[Collection entries]
_____

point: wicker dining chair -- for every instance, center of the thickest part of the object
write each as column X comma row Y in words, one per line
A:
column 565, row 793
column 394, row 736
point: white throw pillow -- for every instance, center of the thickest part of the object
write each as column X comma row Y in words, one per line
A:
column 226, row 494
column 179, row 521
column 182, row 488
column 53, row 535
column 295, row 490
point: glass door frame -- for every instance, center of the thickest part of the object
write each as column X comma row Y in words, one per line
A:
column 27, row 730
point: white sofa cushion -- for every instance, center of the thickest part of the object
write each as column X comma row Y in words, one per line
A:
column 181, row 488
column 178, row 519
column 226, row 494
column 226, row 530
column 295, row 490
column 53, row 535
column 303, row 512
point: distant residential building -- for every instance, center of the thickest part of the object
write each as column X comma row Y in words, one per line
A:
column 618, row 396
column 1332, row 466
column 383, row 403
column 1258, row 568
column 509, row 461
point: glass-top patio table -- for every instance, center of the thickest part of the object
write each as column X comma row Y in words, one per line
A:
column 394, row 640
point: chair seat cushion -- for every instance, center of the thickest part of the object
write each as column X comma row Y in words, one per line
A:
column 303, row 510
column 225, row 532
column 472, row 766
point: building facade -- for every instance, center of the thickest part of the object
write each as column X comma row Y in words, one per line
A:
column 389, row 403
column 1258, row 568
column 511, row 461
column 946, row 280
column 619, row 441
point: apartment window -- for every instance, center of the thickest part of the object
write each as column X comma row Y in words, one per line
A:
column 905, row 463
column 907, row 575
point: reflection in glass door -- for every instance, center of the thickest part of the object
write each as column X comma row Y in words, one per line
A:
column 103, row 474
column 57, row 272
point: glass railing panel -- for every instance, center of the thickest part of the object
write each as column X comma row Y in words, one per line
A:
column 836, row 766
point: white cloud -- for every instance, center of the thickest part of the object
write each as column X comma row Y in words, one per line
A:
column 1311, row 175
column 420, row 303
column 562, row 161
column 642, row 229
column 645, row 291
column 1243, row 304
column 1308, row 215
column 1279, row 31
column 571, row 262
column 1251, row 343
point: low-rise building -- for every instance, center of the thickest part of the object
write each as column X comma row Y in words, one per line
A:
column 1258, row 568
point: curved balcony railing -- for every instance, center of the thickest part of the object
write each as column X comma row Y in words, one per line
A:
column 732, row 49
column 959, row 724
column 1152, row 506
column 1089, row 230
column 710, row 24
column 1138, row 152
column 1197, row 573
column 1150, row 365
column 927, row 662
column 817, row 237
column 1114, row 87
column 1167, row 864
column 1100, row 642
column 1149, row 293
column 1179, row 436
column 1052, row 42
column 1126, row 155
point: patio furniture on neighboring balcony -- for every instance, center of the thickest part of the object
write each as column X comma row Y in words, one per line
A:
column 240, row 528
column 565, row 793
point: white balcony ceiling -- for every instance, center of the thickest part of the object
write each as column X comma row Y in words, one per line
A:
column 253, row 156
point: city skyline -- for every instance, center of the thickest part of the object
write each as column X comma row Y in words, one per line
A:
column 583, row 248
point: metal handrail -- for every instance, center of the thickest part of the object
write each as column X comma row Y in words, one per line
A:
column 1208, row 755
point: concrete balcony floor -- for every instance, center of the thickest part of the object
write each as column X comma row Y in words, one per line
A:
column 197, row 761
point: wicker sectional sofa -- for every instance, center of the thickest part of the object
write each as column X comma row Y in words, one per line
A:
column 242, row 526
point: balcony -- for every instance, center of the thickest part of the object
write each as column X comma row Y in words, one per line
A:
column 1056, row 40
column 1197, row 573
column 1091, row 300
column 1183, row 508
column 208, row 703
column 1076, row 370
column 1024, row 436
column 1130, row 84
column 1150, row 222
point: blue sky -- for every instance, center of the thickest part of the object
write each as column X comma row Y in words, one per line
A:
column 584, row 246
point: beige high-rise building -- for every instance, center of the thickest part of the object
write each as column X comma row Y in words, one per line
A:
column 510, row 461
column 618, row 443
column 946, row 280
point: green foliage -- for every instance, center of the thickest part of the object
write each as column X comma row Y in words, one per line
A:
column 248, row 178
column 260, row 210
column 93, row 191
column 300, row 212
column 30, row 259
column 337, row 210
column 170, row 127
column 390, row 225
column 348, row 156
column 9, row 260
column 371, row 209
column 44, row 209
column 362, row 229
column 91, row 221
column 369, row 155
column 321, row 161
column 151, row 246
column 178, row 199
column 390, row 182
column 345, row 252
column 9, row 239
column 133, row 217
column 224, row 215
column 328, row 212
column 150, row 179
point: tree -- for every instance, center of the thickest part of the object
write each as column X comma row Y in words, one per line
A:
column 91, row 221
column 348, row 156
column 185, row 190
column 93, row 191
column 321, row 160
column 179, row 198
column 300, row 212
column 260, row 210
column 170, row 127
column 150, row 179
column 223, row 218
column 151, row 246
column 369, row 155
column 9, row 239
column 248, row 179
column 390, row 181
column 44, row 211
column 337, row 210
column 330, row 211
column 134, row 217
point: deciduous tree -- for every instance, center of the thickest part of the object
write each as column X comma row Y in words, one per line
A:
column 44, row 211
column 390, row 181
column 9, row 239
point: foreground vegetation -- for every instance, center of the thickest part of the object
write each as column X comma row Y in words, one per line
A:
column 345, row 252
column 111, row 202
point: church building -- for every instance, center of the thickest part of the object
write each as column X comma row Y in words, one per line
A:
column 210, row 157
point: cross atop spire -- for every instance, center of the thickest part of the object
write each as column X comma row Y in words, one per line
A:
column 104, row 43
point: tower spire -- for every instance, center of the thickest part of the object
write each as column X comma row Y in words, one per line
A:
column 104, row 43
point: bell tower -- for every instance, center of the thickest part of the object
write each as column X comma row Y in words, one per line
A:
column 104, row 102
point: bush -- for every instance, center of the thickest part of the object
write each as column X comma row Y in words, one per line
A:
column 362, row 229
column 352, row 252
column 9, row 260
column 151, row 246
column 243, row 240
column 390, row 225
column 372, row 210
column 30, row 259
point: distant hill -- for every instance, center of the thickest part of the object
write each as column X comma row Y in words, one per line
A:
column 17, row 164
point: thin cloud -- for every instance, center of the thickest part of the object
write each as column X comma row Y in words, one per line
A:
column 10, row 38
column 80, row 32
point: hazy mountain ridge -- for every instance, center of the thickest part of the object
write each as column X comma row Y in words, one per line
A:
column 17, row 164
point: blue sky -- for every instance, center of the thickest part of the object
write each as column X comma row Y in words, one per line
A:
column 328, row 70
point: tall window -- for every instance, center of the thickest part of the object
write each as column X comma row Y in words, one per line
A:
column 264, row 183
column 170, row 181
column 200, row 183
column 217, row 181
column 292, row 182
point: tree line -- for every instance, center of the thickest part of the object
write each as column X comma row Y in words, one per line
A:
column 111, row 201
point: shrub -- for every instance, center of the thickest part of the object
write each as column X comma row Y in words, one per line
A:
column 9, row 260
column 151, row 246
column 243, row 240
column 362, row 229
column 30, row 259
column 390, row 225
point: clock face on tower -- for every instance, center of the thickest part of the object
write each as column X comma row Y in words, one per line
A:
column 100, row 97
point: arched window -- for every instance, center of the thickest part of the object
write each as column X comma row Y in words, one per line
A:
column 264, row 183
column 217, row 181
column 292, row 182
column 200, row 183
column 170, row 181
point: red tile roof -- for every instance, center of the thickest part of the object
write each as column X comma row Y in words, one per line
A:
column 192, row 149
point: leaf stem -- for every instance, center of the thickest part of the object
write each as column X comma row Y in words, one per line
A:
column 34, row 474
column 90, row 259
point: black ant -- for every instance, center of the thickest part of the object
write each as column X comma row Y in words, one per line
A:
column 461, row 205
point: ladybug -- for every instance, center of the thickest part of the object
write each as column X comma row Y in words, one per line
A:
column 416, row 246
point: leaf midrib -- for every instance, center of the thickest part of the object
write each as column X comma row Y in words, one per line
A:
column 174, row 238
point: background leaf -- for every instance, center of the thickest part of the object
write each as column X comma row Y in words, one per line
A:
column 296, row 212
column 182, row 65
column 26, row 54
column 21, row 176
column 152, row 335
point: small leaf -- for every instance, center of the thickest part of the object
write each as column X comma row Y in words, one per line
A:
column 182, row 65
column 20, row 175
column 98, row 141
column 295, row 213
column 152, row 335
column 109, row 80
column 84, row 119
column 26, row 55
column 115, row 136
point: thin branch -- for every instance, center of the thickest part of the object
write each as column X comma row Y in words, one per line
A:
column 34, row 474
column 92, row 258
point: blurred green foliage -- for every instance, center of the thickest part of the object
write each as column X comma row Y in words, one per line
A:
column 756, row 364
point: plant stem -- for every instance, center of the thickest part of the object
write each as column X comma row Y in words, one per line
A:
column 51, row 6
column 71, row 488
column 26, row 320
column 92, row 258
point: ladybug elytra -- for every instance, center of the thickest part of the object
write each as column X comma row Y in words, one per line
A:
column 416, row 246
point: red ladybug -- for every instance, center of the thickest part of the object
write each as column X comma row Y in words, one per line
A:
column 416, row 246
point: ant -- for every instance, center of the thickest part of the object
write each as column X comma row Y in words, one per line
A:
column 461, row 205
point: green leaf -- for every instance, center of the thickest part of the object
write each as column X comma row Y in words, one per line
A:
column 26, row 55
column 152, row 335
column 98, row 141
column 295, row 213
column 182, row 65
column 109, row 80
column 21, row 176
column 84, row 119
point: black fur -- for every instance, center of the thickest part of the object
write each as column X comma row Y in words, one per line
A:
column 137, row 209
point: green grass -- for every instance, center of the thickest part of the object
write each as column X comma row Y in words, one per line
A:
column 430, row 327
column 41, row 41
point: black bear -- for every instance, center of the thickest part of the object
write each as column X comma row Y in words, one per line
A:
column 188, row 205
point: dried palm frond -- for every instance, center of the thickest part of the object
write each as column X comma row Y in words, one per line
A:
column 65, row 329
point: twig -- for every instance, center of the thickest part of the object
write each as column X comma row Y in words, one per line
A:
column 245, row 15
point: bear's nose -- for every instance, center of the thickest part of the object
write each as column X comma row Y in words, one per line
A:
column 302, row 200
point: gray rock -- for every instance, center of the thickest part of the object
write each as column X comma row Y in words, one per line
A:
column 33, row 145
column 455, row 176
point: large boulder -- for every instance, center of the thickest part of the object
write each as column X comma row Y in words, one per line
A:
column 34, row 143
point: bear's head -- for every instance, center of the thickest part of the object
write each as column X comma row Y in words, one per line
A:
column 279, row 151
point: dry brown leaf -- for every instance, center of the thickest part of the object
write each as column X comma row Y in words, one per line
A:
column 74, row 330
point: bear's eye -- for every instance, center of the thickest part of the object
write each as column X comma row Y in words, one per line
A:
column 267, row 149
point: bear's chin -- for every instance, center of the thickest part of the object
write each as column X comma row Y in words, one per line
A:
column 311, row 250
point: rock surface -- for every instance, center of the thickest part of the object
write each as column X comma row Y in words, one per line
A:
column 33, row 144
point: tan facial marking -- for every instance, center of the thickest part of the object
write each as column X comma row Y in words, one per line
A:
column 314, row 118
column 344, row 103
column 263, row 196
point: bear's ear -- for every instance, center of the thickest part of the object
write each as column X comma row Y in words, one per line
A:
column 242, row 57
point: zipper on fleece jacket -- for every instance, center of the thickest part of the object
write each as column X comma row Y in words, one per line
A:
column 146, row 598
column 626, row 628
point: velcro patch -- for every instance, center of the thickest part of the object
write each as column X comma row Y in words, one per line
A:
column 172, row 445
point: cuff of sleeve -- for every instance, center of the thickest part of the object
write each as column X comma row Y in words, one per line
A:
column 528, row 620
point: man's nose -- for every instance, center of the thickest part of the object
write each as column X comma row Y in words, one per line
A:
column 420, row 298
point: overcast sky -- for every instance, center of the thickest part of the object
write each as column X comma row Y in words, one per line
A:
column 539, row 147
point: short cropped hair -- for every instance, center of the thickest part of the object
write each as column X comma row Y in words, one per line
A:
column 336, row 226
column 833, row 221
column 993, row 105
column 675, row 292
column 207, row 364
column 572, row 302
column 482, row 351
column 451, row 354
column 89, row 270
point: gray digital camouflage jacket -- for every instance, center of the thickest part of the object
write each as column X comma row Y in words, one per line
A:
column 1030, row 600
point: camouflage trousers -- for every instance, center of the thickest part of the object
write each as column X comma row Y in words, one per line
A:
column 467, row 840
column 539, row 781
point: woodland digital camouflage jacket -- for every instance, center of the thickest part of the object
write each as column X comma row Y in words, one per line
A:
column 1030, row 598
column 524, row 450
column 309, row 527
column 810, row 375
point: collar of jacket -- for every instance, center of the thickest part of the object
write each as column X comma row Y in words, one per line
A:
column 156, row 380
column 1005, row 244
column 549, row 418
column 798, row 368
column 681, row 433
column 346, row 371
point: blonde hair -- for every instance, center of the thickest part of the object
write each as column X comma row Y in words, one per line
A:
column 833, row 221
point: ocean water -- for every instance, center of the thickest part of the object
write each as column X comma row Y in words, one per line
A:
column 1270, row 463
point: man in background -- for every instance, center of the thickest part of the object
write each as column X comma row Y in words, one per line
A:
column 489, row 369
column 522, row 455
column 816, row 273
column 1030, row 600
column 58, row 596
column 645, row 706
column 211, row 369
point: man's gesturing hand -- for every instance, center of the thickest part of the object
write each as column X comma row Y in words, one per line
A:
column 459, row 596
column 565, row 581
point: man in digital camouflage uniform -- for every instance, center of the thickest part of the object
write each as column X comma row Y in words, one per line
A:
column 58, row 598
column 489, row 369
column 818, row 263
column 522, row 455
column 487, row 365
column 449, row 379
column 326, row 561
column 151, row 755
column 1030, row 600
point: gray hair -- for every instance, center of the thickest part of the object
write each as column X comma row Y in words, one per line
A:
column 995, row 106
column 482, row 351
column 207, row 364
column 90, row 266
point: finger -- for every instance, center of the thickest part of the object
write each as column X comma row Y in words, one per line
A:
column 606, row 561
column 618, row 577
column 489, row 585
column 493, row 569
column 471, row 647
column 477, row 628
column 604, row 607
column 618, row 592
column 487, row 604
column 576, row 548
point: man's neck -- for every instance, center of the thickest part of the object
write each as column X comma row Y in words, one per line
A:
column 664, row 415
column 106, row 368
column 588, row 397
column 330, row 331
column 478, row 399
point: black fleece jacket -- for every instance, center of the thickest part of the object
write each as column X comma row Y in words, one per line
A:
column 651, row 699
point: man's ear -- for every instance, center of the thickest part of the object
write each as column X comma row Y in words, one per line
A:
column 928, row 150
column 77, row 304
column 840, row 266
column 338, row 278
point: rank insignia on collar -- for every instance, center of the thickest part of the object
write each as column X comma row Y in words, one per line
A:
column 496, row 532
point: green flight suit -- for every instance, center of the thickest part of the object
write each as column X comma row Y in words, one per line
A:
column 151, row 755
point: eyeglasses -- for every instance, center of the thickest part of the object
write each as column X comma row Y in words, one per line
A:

_____

**EXERCISE REQUIREMENTS**
Copy exactly, word for word, the line with "point: rank insignia" through the final line of the listing.

**FINISHED TASK**
point: rank insignia on collar -- for every instance, center of the thickest part of the object
write each as column X comma row Y in words, one per line
A:
column 496, row 532
point: green flight suit -- for every instance, center of the thickest part of the object
write each as column X comma row Y in words, one per line
A:
column 151, row 755
point: eyeglasses -- for every instance, center of the thickest part of the object
write each as column X comma row Y in words, one per line
A:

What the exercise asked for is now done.